# Source:
:::
CONDITIONAL PASS with two BLOCKERs. Wave 13 substantially advances the brief expansion (serverless DiLoCo abstraction, replaysim normalization, three distillation losses, PRIME-RL recipe, Monarch tie-in). The distillation losses are the strongest deliverable — real, well-tested, mathematically faithful to the cited papers. The serverless-DiLoCo local executor + ObjectStoreAllReduce barrier are also genuine and exercised by 3 real multi-process tests.

However, two material claims are not test-validated, and one new module silently produces a degenerate loss in its primary code path. ADR claims that say "X is added to compose_loss" describe code that wasn't actually written. The MockManager → DiLoCo "drop-in" is unverified end-to-end.
:::
# Supplied material:
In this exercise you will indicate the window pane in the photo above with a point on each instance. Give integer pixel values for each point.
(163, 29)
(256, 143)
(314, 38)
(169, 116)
:::
Please write out the Wave 13 review again, starting with "CONDITIONAL PASS with" and going on through "is unverified end-to-end.", substituting "authentic" for "genuine". The entries are separate material and unrelated to the Wave 13 review.

# Result below:
CONDITIONAL PASS with two BLOCKERs. Wave 13 substantially advances the brief expansion (serverless DiLoCo abstraction, replaysim normalization, three distillation losses, PRIME-RL recipe, Monarch tie-in). The distillation losses are the strongest deliverable — real, well-tested, mathematically faithful to the cited papers. The serverless-DiLoCo local executor + ObjectStoreAllReduce barrier are also authentic and exercised by 3 real multi-process tests.

However, two material claims are not test-validated, and one new module silently produces a degenerate loss in its primary code path. ADR claims that say "X is added to compose_loss" describe code that wasn't actually written. The MockManager → DiLoCo "drop-in" is unverified end-to-end.